Also: Cyprus Investment Firm

Cyprus Securities and Exchange Commission (CySEC) authorisation for investment firms providing services covered by MiFID II.

DLT Provider

Gibraltar Financial Services Commission authorisation regime under the DLT Provider Regulations 2017. Pre-dates MiCA; Gibraltar-licensed firms operate alongside MiCA via passporting where relevant.

EMI

Also: Electronic Money Institution

Authorised institution permitted to issue electronic money under EMD2 (EU) or the FCA's EMR 2011 (UK). EMIs have specific capital, safeguarding, and ongoing-supervision obligations distinct from full credit institutions.

MPI

Also: Major Payment Institution

Singapore Payment Services Act tier for payment institutions exceeding the SPI thresholds. Covers digital payment token services (DPTs), e-money issuance, account issuance, and merchant acquisition.

MTL

Also: Money Transmitter Licence

US state-level authorisation for money-transmission businesses. The 50-state patchwork is the dominant US compliance burden for fintechs, with per-state surety bonds, capital, and reporting.

PI

Also: Payment Institution

Authorised institution permitted to provide payment services under PSD2. Lighter regime than an EMI: no e-money issuance, lower capital requirements.

SPI

Also: Small Payment Institution

UK lighter-regime payment-institution authorisation. Limited to a monthly transaction threshold (currently €3M) and restricted in passporting rights.

SVF

Also: Stored Value Facility

Hong Kong Monetary Authority authorisation for issuers of multi-purpose stored value facilities (closest equivalent to an EU EMI in HK).

VASP

Also: Virtual Asset Service Provider

FATF-defined category covering exchange between virtual assets and fiat, exchange between virtual assets, transfer of virtual assets, custody, and participation in financial services related to virtual asset offerings. Pre-MiCA, registered with national authorities under 5AMLD; under MiCA, replaced by the CASP regime.

VFA

Also: Virtual Financial Asset

Maltese MFSA authorisation regime introduced in 2018 for crypto-asset service providers. Largely superseded by MiCA but retained for legacy compliance and for certain specialist activities.

Crypto-asset terminology

10 terms

ART

Also: Asset-Referenced Token

MiCA category for tokens referencing the value of multiple fiat currencies, commodities, or other crypto-assets. Subject to a separate authorisation regime distinct from EMTs and standard CASP services.

Cold storage

Storage of cryptographic private keys in a manner not connected to the internet (e.g. air-gapped hardware modules). One element of qualified custody; not by itself sufficient for regulatory compliance.

**Task set**:
1. How would this sentence from the licensing glossary read in Spanish: "The 50-state patchwork is the dominant US compliance burden for fintechs, with per-state surety bonds, capital, and reporting."?
2. Could you continue the glossary of financial licensing and crypto-asset terms, starting after its final entry?

**Data records**:
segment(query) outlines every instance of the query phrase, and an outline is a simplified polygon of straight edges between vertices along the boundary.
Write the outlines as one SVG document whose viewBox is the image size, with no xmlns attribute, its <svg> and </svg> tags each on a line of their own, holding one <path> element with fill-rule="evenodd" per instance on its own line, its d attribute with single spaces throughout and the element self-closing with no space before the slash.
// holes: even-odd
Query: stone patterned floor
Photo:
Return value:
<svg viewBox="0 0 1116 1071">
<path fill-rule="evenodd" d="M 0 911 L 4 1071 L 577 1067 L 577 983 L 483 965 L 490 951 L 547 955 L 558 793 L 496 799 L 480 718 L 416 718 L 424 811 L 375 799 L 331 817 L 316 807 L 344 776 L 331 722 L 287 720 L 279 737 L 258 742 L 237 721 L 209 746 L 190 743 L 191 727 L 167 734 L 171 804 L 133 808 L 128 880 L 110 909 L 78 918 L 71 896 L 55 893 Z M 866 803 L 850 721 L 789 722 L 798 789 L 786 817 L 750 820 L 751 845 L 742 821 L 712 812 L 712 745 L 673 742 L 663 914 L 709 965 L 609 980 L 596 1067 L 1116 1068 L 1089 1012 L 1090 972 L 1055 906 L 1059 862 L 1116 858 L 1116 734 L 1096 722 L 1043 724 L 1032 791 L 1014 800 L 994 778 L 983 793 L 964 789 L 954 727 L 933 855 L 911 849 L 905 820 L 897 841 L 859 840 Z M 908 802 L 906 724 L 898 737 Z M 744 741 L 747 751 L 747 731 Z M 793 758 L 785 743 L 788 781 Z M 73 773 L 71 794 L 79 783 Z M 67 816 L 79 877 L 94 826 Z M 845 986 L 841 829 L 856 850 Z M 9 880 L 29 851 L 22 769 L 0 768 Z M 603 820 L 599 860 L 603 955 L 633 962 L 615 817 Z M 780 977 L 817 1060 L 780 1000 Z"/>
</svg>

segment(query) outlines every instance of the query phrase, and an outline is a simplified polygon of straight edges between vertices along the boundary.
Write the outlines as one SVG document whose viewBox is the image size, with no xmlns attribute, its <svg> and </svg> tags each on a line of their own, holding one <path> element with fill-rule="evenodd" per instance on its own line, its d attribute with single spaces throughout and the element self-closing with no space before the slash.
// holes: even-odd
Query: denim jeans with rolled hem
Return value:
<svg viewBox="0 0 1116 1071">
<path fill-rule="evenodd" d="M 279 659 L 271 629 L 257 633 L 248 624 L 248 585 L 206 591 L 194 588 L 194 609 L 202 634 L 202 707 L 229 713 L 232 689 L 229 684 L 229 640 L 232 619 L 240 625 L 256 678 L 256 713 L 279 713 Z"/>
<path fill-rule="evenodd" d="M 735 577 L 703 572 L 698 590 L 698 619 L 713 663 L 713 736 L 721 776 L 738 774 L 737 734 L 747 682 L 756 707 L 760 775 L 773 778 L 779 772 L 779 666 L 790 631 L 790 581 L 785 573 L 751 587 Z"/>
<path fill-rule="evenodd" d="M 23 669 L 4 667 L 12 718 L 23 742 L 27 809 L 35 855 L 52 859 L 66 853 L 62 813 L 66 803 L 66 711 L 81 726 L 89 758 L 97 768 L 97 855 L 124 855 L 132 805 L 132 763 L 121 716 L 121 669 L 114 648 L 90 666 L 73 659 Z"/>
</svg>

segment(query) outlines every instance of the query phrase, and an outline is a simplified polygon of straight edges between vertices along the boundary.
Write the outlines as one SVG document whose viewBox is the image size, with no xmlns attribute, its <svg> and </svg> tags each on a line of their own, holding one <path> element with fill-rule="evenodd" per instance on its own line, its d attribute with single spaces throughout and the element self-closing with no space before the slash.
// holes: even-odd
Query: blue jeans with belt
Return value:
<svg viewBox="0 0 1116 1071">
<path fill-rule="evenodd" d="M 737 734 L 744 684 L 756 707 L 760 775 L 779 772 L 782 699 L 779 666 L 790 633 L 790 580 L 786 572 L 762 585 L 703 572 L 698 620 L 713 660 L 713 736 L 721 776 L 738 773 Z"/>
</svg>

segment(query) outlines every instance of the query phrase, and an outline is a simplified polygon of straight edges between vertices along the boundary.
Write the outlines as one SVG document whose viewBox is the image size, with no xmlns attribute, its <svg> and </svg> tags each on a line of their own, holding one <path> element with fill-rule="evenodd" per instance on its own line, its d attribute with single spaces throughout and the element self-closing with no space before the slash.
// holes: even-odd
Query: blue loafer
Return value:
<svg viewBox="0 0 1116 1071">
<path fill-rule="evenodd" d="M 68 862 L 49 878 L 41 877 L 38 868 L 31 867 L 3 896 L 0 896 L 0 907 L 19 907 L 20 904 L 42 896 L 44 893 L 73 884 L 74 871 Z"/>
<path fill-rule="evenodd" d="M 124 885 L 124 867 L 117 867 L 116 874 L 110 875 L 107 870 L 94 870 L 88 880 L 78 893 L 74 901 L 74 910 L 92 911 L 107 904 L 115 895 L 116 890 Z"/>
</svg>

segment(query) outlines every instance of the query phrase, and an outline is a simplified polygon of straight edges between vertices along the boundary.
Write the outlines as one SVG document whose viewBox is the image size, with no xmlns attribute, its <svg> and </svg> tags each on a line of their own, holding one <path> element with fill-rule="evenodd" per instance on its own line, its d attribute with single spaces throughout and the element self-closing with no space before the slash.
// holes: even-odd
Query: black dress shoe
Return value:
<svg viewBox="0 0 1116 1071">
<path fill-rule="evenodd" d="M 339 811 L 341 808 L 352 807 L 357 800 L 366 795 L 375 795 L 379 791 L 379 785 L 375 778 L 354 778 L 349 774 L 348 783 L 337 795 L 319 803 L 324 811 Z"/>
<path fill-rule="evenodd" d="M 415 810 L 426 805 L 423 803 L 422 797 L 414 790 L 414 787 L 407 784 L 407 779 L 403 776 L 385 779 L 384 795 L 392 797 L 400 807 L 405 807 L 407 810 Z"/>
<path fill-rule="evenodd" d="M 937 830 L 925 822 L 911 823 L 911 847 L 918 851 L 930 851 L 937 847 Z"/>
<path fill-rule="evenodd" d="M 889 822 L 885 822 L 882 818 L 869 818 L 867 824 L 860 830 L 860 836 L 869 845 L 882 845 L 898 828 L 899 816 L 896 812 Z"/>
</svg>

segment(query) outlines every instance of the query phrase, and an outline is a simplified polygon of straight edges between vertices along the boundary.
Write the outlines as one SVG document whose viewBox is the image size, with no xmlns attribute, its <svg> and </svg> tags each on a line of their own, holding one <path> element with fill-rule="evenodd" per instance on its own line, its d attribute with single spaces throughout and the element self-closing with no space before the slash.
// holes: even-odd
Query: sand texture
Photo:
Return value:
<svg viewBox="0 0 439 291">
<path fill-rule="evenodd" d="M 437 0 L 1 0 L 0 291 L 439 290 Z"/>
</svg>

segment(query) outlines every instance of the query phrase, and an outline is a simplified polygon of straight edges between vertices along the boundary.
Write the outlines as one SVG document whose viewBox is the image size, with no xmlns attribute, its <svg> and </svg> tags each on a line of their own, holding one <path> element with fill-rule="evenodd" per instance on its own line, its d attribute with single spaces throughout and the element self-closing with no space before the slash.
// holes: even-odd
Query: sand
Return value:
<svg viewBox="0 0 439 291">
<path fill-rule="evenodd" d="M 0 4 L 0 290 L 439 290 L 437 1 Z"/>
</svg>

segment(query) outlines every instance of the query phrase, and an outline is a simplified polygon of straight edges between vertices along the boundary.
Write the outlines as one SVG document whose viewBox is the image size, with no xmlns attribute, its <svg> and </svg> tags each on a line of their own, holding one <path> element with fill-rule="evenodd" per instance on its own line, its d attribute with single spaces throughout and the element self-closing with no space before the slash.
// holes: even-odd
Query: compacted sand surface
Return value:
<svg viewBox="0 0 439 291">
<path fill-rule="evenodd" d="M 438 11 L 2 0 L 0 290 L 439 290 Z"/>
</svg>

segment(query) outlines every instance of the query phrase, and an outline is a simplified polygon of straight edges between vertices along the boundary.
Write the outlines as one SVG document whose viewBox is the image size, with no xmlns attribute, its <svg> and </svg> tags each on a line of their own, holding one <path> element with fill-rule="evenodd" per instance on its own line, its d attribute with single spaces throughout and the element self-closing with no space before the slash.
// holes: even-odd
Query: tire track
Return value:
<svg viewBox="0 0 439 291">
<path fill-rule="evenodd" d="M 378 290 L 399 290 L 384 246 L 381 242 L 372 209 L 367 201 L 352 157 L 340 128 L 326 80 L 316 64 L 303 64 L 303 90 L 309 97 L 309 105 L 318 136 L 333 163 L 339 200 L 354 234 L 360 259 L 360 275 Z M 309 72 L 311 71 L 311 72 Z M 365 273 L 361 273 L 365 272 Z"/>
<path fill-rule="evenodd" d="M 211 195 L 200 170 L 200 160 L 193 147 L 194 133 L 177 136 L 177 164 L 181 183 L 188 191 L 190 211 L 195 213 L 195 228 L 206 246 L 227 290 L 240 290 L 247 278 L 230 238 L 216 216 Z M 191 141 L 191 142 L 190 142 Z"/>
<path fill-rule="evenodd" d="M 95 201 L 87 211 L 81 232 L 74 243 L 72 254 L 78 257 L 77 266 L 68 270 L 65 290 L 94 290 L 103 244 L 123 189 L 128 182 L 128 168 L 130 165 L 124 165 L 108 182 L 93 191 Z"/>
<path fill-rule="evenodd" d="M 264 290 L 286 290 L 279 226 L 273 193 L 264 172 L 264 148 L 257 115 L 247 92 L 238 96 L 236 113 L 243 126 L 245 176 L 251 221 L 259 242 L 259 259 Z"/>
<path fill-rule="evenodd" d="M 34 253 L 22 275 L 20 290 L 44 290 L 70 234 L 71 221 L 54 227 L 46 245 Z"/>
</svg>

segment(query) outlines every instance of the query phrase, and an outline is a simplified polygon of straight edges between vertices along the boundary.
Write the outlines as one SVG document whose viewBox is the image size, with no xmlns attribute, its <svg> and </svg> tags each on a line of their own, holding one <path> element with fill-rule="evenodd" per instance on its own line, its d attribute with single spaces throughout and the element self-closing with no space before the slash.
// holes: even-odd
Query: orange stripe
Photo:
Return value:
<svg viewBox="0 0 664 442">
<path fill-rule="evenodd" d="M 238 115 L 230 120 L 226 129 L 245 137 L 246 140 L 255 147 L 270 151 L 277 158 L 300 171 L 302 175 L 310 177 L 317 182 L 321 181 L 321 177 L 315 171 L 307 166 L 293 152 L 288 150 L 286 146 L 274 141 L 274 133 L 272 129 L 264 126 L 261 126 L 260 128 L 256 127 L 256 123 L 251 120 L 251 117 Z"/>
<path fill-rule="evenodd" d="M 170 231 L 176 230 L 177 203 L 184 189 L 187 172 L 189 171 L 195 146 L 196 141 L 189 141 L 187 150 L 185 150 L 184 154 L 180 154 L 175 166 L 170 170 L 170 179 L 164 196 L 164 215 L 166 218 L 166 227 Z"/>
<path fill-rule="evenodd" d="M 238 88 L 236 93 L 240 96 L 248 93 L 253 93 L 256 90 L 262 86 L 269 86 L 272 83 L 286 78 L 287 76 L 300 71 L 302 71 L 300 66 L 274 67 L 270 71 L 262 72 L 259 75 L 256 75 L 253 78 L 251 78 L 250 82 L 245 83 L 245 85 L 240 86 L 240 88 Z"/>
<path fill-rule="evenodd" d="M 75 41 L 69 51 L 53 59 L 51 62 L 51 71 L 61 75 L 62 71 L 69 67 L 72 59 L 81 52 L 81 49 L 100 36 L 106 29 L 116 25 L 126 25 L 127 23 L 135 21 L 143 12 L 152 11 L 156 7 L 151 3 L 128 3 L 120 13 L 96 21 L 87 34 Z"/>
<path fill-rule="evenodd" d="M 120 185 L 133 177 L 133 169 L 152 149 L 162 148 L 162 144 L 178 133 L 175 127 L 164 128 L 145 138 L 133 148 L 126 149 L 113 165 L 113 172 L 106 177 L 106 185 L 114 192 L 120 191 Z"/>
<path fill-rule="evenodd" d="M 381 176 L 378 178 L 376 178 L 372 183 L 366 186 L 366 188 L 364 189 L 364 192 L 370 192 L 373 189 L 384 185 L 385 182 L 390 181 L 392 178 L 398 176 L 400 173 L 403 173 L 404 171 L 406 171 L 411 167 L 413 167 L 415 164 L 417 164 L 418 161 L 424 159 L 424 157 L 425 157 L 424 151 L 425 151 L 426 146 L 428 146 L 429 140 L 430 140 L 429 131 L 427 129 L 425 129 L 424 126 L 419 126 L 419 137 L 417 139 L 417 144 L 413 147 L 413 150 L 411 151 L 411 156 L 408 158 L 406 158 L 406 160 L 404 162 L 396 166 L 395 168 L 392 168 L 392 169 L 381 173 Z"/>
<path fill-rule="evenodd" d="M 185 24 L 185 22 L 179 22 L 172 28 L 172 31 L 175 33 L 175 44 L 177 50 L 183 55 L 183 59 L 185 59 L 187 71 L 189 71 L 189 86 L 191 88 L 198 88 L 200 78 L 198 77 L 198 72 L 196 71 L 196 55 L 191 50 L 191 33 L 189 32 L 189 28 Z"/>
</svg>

**Responses**:
1. El mosaico de 50 estados es la principal carga de cumplimiento normativo en EE. UU. para las fintechs, con fianzas de garantía, capital y obligaciones de reporte por estado.

2.
Crypto-asset white paper

MiCA Article 19 disclosure document required before public offers of crypto-assets in the EEA. Includes information about the issuer, the project, the token, rights and obligations attached, and risks. Notified to the home-state NCA at least 20 working days before publication.

DPT

Also: Digital Payment Token

Singapore Payment Services Act category covering crypto-assets used or intended to be used as a means of payment. DPT services require MAS authorisation under the PSA framework.

EMT

Also: E-Money Token

MiCA category for tokens referencing the value of a single fiat currency. Issuance restricted to authorised credit institutions or EMIs.

Hot wallet

Internet-connected crypto-asset wallet used for operational liquidity. Typically holds only the minimum balance required for client withdrawals and exchange operations.

Mixer / tumbler

Service that obscures the on-chain origin of crypto-assets by pooling and redistributing funds across multiple addresses. KYT systems flag mixer-derived funds; sanctions designations have been applied to specific mixers (e.g. Tornado Cash by OFAC in 2022).

Qualified custody

Standard for crypto-asset safekeeping that meets regulator expectations (MiCA Article 70, HK SFC framework, UAE VARA): cryptographic key segregation, insurance coverage, internal controls, complete audit trail, and segregation from proprietary assets.

See also: Custody

Reserve assets

Assets held by an EMT or ART issuer to back the value of issued tokens. Subject to specific composition, custody, segregation, and audit requirements under MiCA Articles 36–47.

Significant ART / EMT

MiCA threshold designation triggering enhanced supervisory obligations: more than 10 million holders, reserve assets exceeding €5 billion, or >2.5 million transactions per day. Significant issuers fall under direct EBA supervision.

Banking concepts (general and technical)

24 terms

Acquirer

Bank or licensed institution that processes card payments on behalf of merchants. Settles funds to the merchant after deducting MDR; bears chargeback exposure.

BIC

Also: SWIFT code

8 or 11-character Business Identifier Code identifying a bank or bank branch on the SWIFT network. Used alongside IBAN to route international payments.

Chargeback

Card-network mechanism allowing the issuing bank to reverse a transaction back to the merchant on behalf of the cardholder. Triggered by fraud, dispute, non-delivery, or cardholder error. Excessive chargeback ratios trigger scheme penalties and potential MATCH listing.

Clearing bank

Bank with direct membership of a payment system (e.g. CHAPS, Bacs, FPS in the UK; TARGET2 in the EU) and which can settle payments without an intermediary. Acts as a clearing partner for non-clearing banks and PSPs.

Correspondent banking

Arrangement under which one bank (the correspondent) holds deposits owned by another bank (the respondent) and provides payment, clearing, and other services on the respondent's behalf. The dominant infrastructure for cross-border payments.

See also: Nostro and Vostro, Correspondent banking tier

Correspondent banking tier

Hierarchy in correspondent relationships. Tier-1 correspondents are global money-centre banks providing clearing in major currencies (USD, EUR, GBP, JPY). Tier-2 correspondents access Tier-1 services and onwards-clear for Tier-3 respondent banks. De-risking pressure flows downwards through the chain.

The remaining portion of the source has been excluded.